[INFORMATION PROVIDED — start]

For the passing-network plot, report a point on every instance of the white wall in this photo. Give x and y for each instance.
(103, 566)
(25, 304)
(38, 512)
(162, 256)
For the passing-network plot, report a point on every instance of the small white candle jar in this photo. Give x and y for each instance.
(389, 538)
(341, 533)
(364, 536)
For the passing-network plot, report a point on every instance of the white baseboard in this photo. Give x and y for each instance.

[INFORMATION PROVIDED — finish]

#### WORK INSTRUCTIONS:
Only the lines from the one containing "of the small" through the end of the entries above belong in the answer; repeat them exactly.

#### YOUR SOLUTION:
For the passing-network plot, report a point on every instance of the small white candle jar in this photo. Give x and y for each instance.
(389, 538)
(341, 533)
(364, 536)
For the passing-network plot, report a point on every instance of the white baseboard in this photo. Give x and y for each instance.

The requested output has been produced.